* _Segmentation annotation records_
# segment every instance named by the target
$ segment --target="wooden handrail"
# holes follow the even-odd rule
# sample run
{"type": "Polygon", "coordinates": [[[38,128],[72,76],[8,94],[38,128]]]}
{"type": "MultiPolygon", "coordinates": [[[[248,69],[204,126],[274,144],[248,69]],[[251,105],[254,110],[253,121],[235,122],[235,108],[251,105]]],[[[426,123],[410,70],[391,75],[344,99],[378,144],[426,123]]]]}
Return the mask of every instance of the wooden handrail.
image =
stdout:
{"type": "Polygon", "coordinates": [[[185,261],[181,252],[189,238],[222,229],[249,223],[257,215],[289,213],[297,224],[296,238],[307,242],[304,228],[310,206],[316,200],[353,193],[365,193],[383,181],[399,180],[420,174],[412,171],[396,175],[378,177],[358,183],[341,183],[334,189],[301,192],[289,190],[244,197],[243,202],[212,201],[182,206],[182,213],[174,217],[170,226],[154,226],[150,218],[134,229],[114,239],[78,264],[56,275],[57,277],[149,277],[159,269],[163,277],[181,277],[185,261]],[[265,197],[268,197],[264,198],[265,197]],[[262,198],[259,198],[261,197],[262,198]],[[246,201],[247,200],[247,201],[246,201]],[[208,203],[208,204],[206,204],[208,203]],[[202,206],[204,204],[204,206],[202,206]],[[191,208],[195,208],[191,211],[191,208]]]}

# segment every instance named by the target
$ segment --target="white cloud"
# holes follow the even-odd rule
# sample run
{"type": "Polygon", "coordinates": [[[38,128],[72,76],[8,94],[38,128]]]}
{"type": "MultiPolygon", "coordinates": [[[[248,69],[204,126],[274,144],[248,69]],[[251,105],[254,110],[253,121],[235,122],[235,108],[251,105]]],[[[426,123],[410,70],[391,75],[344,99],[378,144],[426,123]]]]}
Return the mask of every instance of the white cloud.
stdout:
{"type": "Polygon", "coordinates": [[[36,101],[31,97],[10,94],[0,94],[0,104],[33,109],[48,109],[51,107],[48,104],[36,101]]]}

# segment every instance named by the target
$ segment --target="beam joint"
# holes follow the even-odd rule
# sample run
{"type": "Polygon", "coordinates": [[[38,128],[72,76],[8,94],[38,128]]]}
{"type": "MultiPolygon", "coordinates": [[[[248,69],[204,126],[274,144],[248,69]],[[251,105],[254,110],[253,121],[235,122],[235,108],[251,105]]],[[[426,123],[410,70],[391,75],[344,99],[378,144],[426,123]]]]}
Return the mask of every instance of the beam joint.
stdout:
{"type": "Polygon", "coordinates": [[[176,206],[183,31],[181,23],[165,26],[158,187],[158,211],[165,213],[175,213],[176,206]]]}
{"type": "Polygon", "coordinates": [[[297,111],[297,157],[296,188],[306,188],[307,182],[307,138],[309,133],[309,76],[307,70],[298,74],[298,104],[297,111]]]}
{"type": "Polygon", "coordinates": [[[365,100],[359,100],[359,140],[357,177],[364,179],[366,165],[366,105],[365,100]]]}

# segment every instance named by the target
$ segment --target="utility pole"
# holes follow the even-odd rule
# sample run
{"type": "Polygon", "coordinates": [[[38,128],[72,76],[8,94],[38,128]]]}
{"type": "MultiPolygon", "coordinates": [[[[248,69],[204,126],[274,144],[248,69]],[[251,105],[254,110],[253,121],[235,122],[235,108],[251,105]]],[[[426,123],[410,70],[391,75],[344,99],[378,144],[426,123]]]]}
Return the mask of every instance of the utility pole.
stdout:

* _YOUR OBJECTIVE_
Exactly reproduce the material above.

* _FINISHED ANSWER_
# segment every instance named by the target
$ segment --target="wooden handrail"
# holes follow the even-odd rule
# sample run
{"type": "Polygon", "coordinates": [[[38,128],[72,76],[8,94],[38,128]]]}
{"type": "MultiPolygon", "coordinates": [[[[248,69],[204,126],[274,144],[248,69]],[[251,105],[254,110],[253,121],[235,122],[235,108],[251,105]]],[[[426,123],[410,70],[391,75],[344,99],[378,144],[426,123]]]]}
Return the mask of every instance of the wooden handrail.
image =
stdout:
{"type": "Polygon", "coordinates": [[[185,261],[181,252],[189,238],[222,229],[249,223],[257,215],[289,213],[297,224],[296,238],[307,242],[304,228],[310,206],[316,200],[353,193],[365,193],[383,181],[399,180],[420,174],[412,171],[396,175],[378,177],[358,183],[341,183],[334,189],[301,192],[289,190],[244,197],[243,202],[212,201],[182,206],[182,213],[174,217],[170,226],[154,226],[150,218],[134,229],[114,239],[78,264],[56,275],[57,277],[149,277],[159,269],[163,277],[181,277],[185,261]],[[265,197],[268,197],[264,198],[265,197]],[[262,198],[259,198],[261,197],[262,198]],[[246,201],[247,200],[247,201],[246,201]],[[208,203],[208,204],[206,204],[208,203]],[[202,206],[204,204],[204,206],[202,206]],[[191,208],[195,208],[191,211],[191,208]]]}

# segment every instance named by the target
$ segment --target="white cloud"
# holes follow the even-odd rule
# sample run
{"type": "Polygon", "coordinates": [[[38,128],[72,76],[8,94],[38,128]]]}
{"type": "MultiPolygon", "coordinates": [[[[248,69],[204,126],[274,144],[248,69]],[[251,105],[254,110],[253,121],[235,122],[235,108],[251,105]]],[[[426,123],[410,70],[391,75],[344,99],[378,144],[426,123]]]]}
Return the mask of every instance of the white cloud.
stdout:
{"type": "Polygon", "coordinates": [[[36,101],[31,97],[10,94],[0,94],[0,104],[33,109],[48,109],[51,107],[48,104],[36,101]]]}

# segment every instance named by the target
$ segment --target="beam joint"
# holes follow the even-odd rule
# sample run
{"type": "Polygon", "coordinates": [[[38,128],[72,76],[8,94],[38,128]]]}
{"type": "MultiPolygon", "coordinates": [[[[248,69],[204,126],[274,144],[248,69]],[[251,105],[254,110],[253,121],[235,122],[235,108],[251,105]]],[[[426,123],[410,70],[391,75],[344,99],[378,144],[426,123]]]]}
Return the mask of every instance of the beam joint.
stdout:
{"type": "Polygon", "coordinates": [[[176,206],[183,31],[181,23],[165,26],[158,187],[158,211],[165,213],[175,213],[176,206]]]}
{"type": "Polygon", "coordinates": [[[297,111],[297,157],[296,188],[306,188],[307,182],[307,138],[309,133],[309,76],[307,70],[298,74],[298,104],[297,111]]]}
{"type": "Polygon", "coordinates": [[[365,100],[359,100],[359,140],[357,177],[364,179],[366,165],[366,105],[365,100]]]}

# segment every instance named by the target
$ segment --target="utility pole"
# holes follow the even-odd rule
# sample run
{"type": "Polygon", "coordinates": [[[38,128],[72,76],[8,94],[38,128]]]}
{"type": "MultiPolygon", "coordinates": [[[[248,69],[204,126],[274,144],[248,69]],[[251,105],[254,110],[253,121],[235,122],[235,108],[251,105]]],[[[426,123],[410,70],[391,75],[344,99],[378,144],[426,123]]]]}
Return the mask of every instance of the utility pole.
stdout:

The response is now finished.